▶ _Goal_
Please rewrite the material below with every "situated" replaced by "located" and everything else unchanged. Leave the pictures out of your answer.
___ The data ___
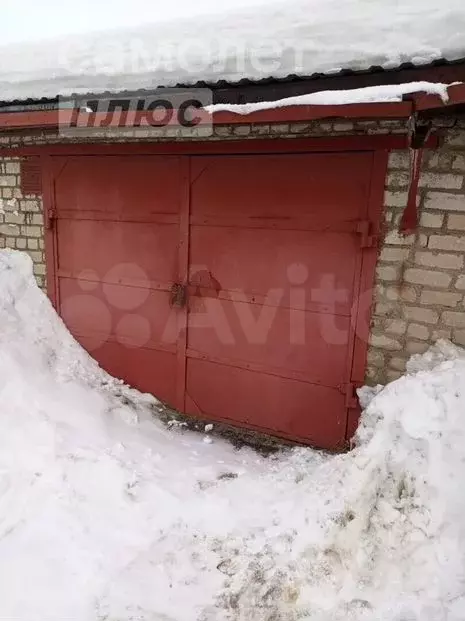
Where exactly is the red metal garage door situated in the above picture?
[44,152,379,448]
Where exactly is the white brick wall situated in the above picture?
[367,128,465,383]
[0,158,45,288]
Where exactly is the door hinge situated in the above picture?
[170,283,187,308]
[338,382,363,410]
[357,220,379,248]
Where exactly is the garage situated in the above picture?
[44,142,387,449]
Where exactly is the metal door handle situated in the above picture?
[170,283,187,308]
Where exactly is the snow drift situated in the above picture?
[0,0,465,101]
[0,251,465,621]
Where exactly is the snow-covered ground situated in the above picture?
[0,245,465,621]
[0,0,465,101]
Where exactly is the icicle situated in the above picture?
[399,114,431,235]
[399,148,423,235]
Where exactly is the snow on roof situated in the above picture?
[0,0,465,101]
[0,250,465,621]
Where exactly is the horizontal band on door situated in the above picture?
[54,209,179,224]
[190,214,370,235]
[186,345,347,392]
[67,324,177,356]
[57,269,353,317]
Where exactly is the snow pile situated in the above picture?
[0,251,465,621]
[205,82,451,115]
[0,0,465,101]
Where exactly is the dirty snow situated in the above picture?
[0,251,465,621]
[0,0,465,101]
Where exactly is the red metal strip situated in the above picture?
[346,151,389,441]
[186,348,338,389]
[176,157,191,412]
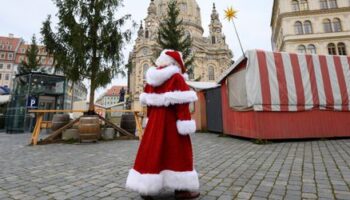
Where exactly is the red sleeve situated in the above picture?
[175,76,196,135]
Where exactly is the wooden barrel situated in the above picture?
[120,113,136,134]
[79,116,101,141]
[51,114,69,131]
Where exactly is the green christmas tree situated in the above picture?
[41,0,131,113]
[18,35,40,74]
[158,0,193,69]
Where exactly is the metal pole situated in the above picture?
[232,20,246,57]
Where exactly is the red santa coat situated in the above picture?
[126,65,199,195]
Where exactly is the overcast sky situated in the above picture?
[0,0,273,96]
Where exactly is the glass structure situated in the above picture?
[5,73,66,134]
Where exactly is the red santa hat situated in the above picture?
[156,49,186,73]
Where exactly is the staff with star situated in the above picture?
[225,6,245,57]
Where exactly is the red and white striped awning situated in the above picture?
[245,50,350,111]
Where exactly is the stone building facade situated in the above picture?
[129,0,233,109]
[271,0,350,55]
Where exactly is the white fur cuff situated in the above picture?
[140,90,198,107]
[176,120,196,135]
[142,117,148,128]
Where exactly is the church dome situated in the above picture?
[154,0,203,37]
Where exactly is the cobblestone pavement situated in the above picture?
[0,133,350,200]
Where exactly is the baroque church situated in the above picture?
[129,0,233,109]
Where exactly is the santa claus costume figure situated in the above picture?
[126,50,199,199]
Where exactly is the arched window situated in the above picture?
[298,45,306,54]
[211,36,216,44]
[333,18,342,32]
[142,63,149,78]
[145,29,149,38]
[294,21,304,35]
[208,66,215,81]
[327,43,337,55]
[320,0,328,9]
[323,19,332,33]
[187,66,194,80]
[329,0,338,8]
[304,20,312,34]
[307,44,317,54]
[300,0,309,10]
[338,42,347,56]
[292,0,300,11]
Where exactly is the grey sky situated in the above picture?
[0,0,273,94]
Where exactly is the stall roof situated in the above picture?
[0,95,11,104]
[217,54,248,84]
[186,81,220,91]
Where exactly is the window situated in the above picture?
[300,0,309,10]
[292,0,300,11]
[208,66,215,81]
[320,0,328,9]
[298,45,306,54]
[338,42,347,56]
[307,44,316,54]
[304,21,312,34]
[329,0,338,8]
[323,19,333,33]
[333,18,342,32]
[327,43,337,55]
[294,21,304,35]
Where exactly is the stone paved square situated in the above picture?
[0,133,350,200]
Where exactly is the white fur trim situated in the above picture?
[155,49,183,67]
[140,91,198,107]
[126,169,199,195]
[182,73,190,81]
[146,65,181,87]
[142,117,148,128]
[176,120,196,135]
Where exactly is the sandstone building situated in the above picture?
[271,0,350,55]
[129,0,233,109]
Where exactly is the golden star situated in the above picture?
[225,7,238,21]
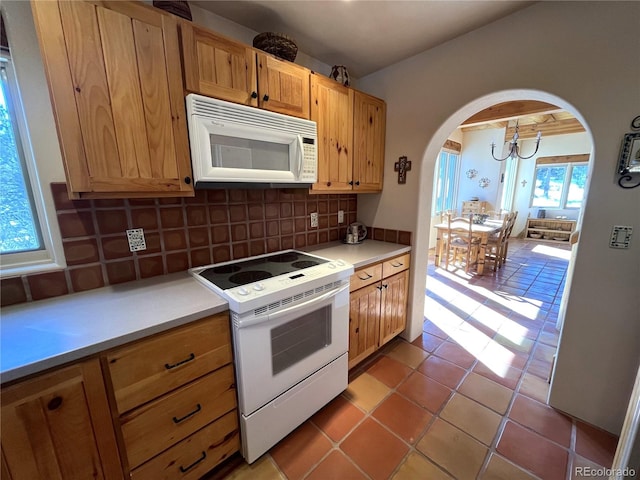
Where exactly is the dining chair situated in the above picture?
[445,215,480,273]
[500,210,518,265]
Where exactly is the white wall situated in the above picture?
[358,1,640,432]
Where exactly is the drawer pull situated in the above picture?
[164,353,196,370]
[180,452,207,473]
[173,404,202,424]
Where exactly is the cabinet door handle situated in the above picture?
[180,452,207,473]
[173,403,202,424]
[164,353,196,370]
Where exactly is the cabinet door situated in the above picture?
[2,359,123,480]
[32,1,193,198]
[379,270,409,346]
[311,74,353,193]
[257,53,310,119]
[349,282,382,368]
[353,91,387,192]
[180,22,258,107]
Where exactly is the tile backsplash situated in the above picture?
[0,183,411,306]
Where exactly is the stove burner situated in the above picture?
[291,260,320,268]
[269,252,298,263]
[229,270,273,285]
[211,265,240,273]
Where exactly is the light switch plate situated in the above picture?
[127,228,147,252]
[609,225,633,248]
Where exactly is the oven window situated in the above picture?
[209,135,291,172]
[271,305,331,375]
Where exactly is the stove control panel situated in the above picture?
[225,260,353,303]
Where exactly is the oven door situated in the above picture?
[233,283,349,415]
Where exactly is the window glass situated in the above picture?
___
▶ _Task output_
Where exactly is the red metal garage door located in the above picture?
[44,152,379,448]
Where exactly is the white brick wall located in the above picture?
[367,128,465,383]
[0,158,45,288]
Where exactly is the door hinge located in the above picture?
[170,283,187,308]
[338,382,363,410]
[357,220,379,248]
Where exactly is the garage located in the above picture?
[44,142,387,449]
Where exactly is the metal door handle located in the above picture?
[170,283,187,308]
Where exactly is the snow drift located in the above picture?
[0,0,465,101]
[0,251,465,621]
Where exactly is the snow-covered ground located in the above picture?
[0,245,465,621]
[0,0,465,101]
Where exactly is the icicle located in the above picture?
[399,114,431,235]
[399,148,423,235]
Where exactly is the snow on roof located in the above picture?
[0,0,465,101]
[0,250,465,621]
Where exactly is the horizontal band on door located in the above picture?
[54,209,179,224]
[190,214,370,235]
[186,345,347,392]
[67,324,177,356]
[57,269,353,317]
Where exactly is the snow pile located in the above picture?
[0,251,465,621]
[205,82,451,115]
[0,0,465,101]
Where exactly is the dirty snow located in the above picture?
[0,251,465,621]
[0,0,465,101]
Where exactly is the red metal strip located in the above picture?
[346,151,389,441]
[186,348,338,389]
[176,157,191,412]
Where exactly is the red sleeve located in the above picture?
[175,76,196,135]
Where exactly is the wooden barrel located in the above picture?
[120,113,136,134]
[79,116,101,141]
[51,114,69,131]
Where exactly is the green christmas tree located in the above picture?
[41,0,131,113]
[18,35,40,74]
[158,0,193,69]
Where exactly is the metal pole located in the above picture?
[232,20,246,57]
Where exactly is the red santa coat located in the above picture?
[126,65,199,195]
Where exactly is the overcast sky located in the above picture?
[0,0,273,96]
Where exactly is the glass structure located in the above picture?
[5,73,66,134]
Where exactly is the red santa hat located in the above picture?
[156,49,186,73]
Where exactly is the staff with star located in the above picture?
[225,6,245,57]
Where exactly is the red and white striped awning located in the above picture?
[245,50,350,111]
Where exactly is the stone building facade located in the above picture?
[129,0,233,109]
[271,0,350,55]
Where exactly is the white fur cuff located in the above picture?
[140,90,198,107]
[176,120,196,135]
[142,117,148,128]
Where exactly is the church dome located in the above picture?
[154,0,203,37]
Where exactly is the cobblestone pavement located in the above picture?
[0,133,350,200]
Where exactly is the baroque church located in the above picture?
[129,0,233,109]
Where exactly is the santa claus costume figure located in the above picture?
[126,50,199,199]
Where exactly is the arched window located in the above picture?
[298,45,306,54]
[211,36,216,44]
[333,18,342,32]
[142,63,149,78]
[145,29,149,38]
[294,21,304,35]
[208,66,215,81]
[327,43,337,55]
[320,0,328,9]
[323,19,332,33]
[187,66,194,80]
[329,0,338,8]
[304,20,312,34]
[307,44,317,54]
[300,0,309,10]
[338,42,347,56]
[292,0,300,11]
Where exactly is the grey sky located in the above picture?
[0,0,273,94]
Where exactly is the stall roof located in the above picture?
[0,95,11,104]
[217,54,248,84]
[186,81,220,91]
Where exactly is the window located in the above picture?
[300,0,309,10]
[292,0,300,11]
[208,66,215,81]
[320,0,328,9]
[298,45,306,54]
[338,42,347,56]
[307,44,316,54]
[304,21,312,34]
[329,0,338,8]
[323,19,333,33]
[333,18,342,32]
[327,43,337,55]
[294,21,304,35]
Where exactly is the stone paved square located in the above picture?
[0,133,350,200]
Where exactly is the white fur trim located in the above picture?
[155,49,183,67]
[140,91,198,107]
[126,169,199,195]
[182,73,190,81]
[146,65,181,87]
[142,117,148,128]
[176,120,196,135]
Where exactly is the sandstone building located in the above picture?
[271,0,350,55]
[129,0,233,109]
Where exactly is the golden star located in the above picture?
[225,7,238,21]
Where exactly is the dining chair located in the above picture?
[445,215,480,273]
[500,210,518,265]
Where exactly is the white wall located in the above picture?
[358,1,640,432]
Where exactly is the drawer pull located in the above picture?
[164,353,196,370]
[180,452,207,473]
[173,404,202,424]
Where exactly is the cabinet door handle located in the above picture?
[180,452,207,473]
[173,403,202,424]
[164,353,196,370]
Where exactly is the cabinet door located in the above picture?
[2,359,123,480]
[32,1,193,198]
[379,270,409,346]
[311,74,353,193]
[257,53,310,119]
[349,282,382,368]
[353,91,387,192]
[180,22,258,107]
Where exactly is the tile backsplash located in the above picture?
[0,183,411,306]
Where exactly is the stove burner located in the above picture?
[291,260,320,268]
[269,252,298,263]
[229,270,273,285]
[211,265,240,273]
Where exactly is the light switch plate located in the above picture?
[127,228,147,252]
[609,225,633,248]
Where exactly is the oven window located in the above picture?
[209,135,291,172]
[271,305,331,375]
Where exactly is the stove control panel located in the above picture?
[225,260,353,303]
Where exactly is the oven door located in the above picture?
[233,283,349,415]
Where exactly is the window glass located in the above picture?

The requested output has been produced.